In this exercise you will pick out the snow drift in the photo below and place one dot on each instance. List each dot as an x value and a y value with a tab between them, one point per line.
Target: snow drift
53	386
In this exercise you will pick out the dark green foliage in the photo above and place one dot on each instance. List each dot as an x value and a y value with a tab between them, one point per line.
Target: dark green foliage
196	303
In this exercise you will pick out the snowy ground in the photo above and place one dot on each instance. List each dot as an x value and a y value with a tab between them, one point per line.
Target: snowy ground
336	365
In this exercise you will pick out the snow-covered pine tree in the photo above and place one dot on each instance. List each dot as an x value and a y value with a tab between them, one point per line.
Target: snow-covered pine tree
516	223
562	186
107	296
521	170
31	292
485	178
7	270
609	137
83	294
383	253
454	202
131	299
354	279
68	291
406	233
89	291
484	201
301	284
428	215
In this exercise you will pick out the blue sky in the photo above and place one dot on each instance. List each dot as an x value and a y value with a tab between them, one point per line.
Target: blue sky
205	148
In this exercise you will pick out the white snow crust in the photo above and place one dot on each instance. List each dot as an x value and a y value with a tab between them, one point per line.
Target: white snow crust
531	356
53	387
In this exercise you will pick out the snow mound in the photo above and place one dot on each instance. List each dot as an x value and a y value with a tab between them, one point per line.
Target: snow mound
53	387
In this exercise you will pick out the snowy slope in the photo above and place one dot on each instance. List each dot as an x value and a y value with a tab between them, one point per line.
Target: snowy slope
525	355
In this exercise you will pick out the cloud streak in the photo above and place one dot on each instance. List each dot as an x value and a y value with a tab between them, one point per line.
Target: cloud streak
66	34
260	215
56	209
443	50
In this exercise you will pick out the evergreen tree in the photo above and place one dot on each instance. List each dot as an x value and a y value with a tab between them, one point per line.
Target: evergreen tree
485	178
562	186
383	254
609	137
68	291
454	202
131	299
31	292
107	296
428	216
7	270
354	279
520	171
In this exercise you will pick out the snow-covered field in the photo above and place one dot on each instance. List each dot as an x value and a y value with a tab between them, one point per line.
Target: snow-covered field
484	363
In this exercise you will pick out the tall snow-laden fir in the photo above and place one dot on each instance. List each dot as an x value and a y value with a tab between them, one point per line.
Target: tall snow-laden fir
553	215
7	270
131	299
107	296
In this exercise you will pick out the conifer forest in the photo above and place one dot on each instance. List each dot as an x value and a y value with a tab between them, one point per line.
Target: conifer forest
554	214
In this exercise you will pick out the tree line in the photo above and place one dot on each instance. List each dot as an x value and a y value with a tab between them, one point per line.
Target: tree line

_Task goal_.
Output the rows above as a JSON list of strings, one string per line and blank lines omitted, beginning with the line containing "In this exercise you will pick out the snowy slope" and running through the last line of the rows.

_Answer for the task_.
[
  "In this exercise you will pick out the snowy slope in the photo above and place one dot on each instance. List each dot as an x value and a y value with a tab between them, one point per line.",
  "Target: snowy slope",
  "525\t355",
  "In this exercise you will pick out the cloud streak in the photo above and place one dot on each instance. List each dot as an x value and a y value with a tab between them, one point per line.",
  "Target: cloud streak",
  "66\t34",
  "260\t215",
  "56\t209",
  "443\t50",
  "In this exercise you will pick out the evergreen tree in the photo above and place one dot on each instance. List each dot as an x value and a y value with a tab between them, one point per line.",
  "Target: evergreen tree",
  "485\t178",
  "562\t186",
  "383\t254",
  "609\t137",
  "68\t291",
  "454\t202",
  "131\t299",
  "31\t292",
  "107\t296",
  "428\t216",
  "7\t270",
  "354\t279",
  "520\t171",
  "In this exercise you will pick out the snow-covered field in the photo above and place one dot on each instance. List each dot as an x value and a y value with a tab between them, one point per line.",
  "Target: snow-covered field",
  "484\t363",
  "In this exercise you will pick out the tall snow-laden fir in the photo above and place one dot on each instance. List each dot as an x value and a y value with a tab between them, one point per line.",
  "Target: tall snow-laden fir",
  "553\t215",
  "7\t270",
  "131\t299",
  "107\t296",
  "In this exercise you will pick out the conifer forest in the photo above and place one dot on each instance. List each dot as an x value and a y value with a tab between them, one point per line.",
  "Target: conifer forest",
  "554\t214",
  "In this exercise you will pick out the tree line in the photo above and place one dot on each instance. List each dot as an x value and a y value with a tab between them, one point per line.",
  "Target: tree line"
]